Directions for this task:
Collect every line in the records below that contains the word "white".

Records contained in a dataset:
_ _ _ _ _ _ _

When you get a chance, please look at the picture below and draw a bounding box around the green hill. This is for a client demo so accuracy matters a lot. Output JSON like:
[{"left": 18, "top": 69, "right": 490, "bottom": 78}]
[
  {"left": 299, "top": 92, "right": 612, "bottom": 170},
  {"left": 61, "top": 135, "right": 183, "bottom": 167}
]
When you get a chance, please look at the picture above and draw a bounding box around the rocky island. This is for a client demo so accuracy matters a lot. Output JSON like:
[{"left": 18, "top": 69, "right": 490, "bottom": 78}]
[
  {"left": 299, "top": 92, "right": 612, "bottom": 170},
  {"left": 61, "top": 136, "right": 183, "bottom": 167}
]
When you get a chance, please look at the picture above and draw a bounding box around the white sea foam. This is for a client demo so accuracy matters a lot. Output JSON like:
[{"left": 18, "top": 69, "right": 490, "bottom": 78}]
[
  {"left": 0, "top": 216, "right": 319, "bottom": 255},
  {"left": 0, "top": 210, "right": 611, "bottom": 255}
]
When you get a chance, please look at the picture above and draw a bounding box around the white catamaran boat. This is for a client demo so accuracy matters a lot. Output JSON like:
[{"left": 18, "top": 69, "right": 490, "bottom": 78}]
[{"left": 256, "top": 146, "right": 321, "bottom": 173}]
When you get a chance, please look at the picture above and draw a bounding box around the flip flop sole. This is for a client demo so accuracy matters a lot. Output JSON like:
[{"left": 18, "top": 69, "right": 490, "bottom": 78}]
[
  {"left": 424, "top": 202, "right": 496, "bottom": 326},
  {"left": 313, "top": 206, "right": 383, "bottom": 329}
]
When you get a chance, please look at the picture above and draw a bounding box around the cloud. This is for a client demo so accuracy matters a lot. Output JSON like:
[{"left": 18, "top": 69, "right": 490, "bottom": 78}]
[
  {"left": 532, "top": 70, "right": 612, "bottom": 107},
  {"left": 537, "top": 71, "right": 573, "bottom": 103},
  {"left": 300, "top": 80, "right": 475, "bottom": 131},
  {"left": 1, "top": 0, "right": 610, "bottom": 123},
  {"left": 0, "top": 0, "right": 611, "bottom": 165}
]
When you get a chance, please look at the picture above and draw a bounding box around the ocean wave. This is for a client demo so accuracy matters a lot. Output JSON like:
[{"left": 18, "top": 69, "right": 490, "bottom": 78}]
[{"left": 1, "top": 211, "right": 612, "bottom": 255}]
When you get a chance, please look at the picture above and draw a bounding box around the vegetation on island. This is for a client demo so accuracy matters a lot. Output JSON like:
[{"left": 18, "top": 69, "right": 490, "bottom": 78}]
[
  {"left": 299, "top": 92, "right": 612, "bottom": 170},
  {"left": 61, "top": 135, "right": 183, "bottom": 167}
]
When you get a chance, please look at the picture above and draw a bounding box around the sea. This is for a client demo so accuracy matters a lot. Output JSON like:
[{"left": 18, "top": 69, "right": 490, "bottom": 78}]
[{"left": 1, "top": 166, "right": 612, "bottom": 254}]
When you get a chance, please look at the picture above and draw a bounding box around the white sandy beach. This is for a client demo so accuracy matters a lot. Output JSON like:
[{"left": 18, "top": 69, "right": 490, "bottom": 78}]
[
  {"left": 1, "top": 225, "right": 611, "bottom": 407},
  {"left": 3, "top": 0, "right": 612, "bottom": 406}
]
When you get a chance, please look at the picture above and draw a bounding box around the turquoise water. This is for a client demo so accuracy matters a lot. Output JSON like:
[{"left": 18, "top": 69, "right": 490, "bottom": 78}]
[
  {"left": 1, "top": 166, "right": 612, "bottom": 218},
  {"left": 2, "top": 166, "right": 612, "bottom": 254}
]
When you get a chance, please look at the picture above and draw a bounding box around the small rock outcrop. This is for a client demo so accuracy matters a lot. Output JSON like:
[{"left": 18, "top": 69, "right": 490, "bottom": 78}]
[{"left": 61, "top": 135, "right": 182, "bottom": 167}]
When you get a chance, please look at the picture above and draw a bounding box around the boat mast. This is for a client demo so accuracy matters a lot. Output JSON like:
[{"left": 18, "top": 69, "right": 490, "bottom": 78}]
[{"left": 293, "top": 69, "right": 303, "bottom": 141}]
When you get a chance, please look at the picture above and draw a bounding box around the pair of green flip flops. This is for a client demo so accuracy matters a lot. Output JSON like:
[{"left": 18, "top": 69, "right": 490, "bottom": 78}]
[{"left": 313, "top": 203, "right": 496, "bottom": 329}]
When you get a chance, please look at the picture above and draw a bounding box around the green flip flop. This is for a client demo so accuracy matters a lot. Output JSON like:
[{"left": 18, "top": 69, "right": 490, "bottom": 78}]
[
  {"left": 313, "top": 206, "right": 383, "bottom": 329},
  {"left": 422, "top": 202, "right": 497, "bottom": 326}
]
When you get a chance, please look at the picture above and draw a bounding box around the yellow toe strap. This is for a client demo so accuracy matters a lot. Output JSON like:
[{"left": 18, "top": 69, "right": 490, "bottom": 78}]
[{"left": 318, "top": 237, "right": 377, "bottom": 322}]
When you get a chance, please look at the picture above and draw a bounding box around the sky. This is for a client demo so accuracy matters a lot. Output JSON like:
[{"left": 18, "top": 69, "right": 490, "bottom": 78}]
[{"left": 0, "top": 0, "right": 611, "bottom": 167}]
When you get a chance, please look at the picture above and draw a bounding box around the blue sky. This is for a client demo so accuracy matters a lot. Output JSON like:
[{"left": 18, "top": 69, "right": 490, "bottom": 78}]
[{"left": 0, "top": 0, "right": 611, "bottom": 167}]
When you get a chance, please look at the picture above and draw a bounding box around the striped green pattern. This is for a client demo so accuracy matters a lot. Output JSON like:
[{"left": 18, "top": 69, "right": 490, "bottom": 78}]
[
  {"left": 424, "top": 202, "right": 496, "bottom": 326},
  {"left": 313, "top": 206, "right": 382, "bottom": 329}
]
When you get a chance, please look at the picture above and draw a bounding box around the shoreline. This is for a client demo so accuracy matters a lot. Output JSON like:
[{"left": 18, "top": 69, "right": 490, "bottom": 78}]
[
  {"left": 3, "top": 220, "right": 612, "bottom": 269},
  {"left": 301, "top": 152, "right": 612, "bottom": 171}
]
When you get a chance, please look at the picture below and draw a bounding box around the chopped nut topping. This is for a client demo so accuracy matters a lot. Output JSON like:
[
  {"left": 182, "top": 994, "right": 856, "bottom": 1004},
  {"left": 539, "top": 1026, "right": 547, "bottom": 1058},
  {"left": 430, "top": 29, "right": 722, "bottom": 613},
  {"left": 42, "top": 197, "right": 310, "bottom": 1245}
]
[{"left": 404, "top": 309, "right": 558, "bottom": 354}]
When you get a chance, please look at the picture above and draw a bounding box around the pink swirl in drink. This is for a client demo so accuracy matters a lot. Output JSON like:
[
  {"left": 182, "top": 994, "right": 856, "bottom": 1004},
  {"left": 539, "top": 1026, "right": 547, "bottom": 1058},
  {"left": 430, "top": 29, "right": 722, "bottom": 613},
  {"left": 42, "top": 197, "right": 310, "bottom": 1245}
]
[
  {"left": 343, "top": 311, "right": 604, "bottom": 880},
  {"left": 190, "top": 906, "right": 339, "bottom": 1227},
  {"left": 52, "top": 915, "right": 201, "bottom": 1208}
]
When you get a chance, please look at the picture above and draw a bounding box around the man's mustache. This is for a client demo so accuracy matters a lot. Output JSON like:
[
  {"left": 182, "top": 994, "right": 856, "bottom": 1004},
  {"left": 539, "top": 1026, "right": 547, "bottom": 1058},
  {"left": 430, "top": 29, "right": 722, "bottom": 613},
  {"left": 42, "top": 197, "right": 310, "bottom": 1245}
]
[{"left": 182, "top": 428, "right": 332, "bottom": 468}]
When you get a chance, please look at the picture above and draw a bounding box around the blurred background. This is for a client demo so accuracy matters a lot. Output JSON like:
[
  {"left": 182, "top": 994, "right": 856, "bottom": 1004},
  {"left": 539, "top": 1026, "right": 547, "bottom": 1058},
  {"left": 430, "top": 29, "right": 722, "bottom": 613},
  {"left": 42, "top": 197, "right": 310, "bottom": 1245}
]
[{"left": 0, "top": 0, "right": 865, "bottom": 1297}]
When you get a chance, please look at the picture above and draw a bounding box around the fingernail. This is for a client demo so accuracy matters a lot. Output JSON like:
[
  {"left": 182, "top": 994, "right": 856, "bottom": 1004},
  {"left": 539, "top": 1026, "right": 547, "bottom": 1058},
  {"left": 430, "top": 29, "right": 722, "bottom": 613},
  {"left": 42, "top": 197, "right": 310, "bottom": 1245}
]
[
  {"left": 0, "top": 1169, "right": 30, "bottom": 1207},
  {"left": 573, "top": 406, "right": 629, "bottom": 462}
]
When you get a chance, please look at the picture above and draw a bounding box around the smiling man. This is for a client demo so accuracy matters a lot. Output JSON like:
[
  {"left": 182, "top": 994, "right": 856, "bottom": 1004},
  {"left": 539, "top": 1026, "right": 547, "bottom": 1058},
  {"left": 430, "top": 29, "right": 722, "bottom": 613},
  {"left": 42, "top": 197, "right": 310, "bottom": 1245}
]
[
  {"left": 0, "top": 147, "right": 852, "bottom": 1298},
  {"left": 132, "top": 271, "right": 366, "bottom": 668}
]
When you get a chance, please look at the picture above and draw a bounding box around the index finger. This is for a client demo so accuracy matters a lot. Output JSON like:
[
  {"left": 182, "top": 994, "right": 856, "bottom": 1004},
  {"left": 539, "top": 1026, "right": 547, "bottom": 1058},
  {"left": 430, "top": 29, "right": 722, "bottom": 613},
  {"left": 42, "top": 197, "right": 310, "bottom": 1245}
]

_ _ _ _ _ _ _

Task output:
When you get a chance, please look at the picture above and draw a bounding box around the white sea foam. This is for a client demo so accuracy matters a lot. Output JSON like:
When you get a chance, please look at the picture above and draw a bounding box around the white catamaran boat. This is for a client demo so accuracy matters a lot. Output JSON like:
When you get a chance, please look at the picture above and draw a bounding box around the white sandy beach. This is for a client demo so accuracy matters a lot. Output JSON like:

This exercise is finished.